# Tasks to complete:
**a.** In the blog post on the supposed benefits of modern technology, what kind of reasoning does the writer say it is to call rapid and convenient communication a benefit of cell phones?
**b.** Continue the blog post on the supposed benefits of modern technology, starting right after its final sentence.

# Provided passage:
┌──

Wednesday, September 1, 2010

Shouting Down the Techno Cheerleaders

Those who would argue in support of the status quo frequently cite a standard laundry list of the amazing benefits that modern technology has provided, suggesting (usually stating outright) that our lives are far better off than they would have been otherwise. 

Okay, let’s start with the idea that modern industrial technology is beneficial, and leave the question of whether we are any better off for another time.  To begin with, the very idea that technology imparts “benefits” is part of a conceptual perspective embedded within the efficiency calculus of a technoindustrial world view.  For example, cell phones provide us with the benefit of rapid and convenient communication.  But to claim this as a benefit is circular reasoning.  Rapid and convenient communication is useful only because of the specific demands of life in a modern technoindustrial society that includes cell phones.  Likewise, the benefits imparted by industrial agriculture emerge only when you have large numbers of people displaced from their family farms (as a result of industrial agriculture) and living in cities.

└──

# Records:
┌──

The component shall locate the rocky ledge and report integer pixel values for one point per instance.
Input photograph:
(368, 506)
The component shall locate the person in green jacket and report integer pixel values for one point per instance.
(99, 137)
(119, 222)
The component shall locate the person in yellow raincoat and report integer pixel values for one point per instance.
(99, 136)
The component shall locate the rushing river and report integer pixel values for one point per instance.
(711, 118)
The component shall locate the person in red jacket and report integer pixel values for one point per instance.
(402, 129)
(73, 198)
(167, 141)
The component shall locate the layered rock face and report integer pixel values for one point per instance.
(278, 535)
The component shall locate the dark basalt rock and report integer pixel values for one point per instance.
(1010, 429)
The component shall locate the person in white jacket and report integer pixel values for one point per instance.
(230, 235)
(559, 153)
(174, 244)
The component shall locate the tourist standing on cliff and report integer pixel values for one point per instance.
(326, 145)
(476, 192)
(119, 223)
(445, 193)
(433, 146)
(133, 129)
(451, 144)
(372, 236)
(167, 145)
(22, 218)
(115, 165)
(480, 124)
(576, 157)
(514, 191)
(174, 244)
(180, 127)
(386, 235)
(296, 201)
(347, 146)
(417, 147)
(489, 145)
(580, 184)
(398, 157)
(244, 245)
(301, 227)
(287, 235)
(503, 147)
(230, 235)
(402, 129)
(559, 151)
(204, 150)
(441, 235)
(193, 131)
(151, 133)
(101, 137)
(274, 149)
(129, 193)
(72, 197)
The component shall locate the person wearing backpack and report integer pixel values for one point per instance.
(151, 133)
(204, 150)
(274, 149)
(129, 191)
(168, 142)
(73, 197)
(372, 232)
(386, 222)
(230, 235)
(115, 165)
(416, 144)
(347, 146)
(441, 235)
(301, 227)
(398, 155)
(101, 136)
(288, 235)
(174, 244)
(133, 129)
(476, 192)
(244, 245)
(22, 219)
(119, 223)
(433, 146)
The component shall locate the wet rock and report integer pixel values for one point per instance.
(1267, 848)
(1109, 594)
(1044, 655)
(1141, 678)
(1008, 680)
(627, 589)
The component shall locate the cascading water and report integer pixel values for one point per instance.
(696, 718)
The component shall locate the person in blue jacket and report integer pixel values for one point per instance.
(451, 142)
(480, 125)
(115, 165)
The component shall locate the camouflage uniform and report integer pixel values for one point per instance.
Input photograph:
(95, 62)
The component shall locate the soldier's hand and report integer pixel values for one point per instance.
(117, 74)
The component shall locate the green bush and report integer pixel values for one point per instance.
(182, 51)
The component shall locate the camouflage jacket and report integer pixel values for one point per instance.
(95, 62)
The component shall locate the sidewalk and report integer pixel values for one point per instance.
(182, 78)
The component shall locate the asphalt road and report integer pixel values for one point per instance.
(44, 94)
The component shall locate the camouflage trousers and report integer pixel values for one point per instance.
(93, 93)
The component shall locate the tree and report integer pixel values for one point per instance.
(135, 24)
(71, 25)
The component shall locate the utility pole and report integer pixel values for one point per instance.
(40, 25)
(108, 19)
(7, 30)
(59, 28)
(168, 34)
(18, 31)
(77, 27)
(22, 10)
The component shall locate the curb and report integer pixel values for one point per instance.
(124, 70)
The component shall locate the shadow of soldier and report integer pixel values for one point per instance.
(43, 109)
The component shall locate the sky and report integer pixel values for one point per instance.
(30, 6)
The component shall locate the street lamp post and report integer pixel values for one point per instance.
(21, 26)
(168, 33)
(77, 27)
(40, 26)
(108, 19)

└──

# Exercise answers:
**a.** Circular reasoning.

**b.**
What about medical technology?  Modern medical technology provides us with the inarguable benefit of extending the population’s average life span.  But average population life span has no meaning whatsoever outside of an industrial assembly-line world view that reduces all meaningful information to statistical data.  The upper end of human life expectancy has probably not changed in the last 50,000 years.

We have been trained to think in “production efficiency” terms that make no sense from a truly human perspective.  Take the often touted reduction in infant mortality that has occurred (at least in wealthy industrial nations) as a direct result of advances in medical technology in the last century: the reduction in infant mortality (along with industrial agricultural practices) is partially responsible for a dramatic increase in the global human population, so the number of individual infants who die each year—actual human deaths—is orders of magnitude larger than it was in, say, the middle ages.  Where’s the benefit of having more babies live if it means that more will have to die?  

Outside of a hollow, strictly quantitative, more-bigger-quicker industrial production perspective, the technology = benefits argument has no teeth.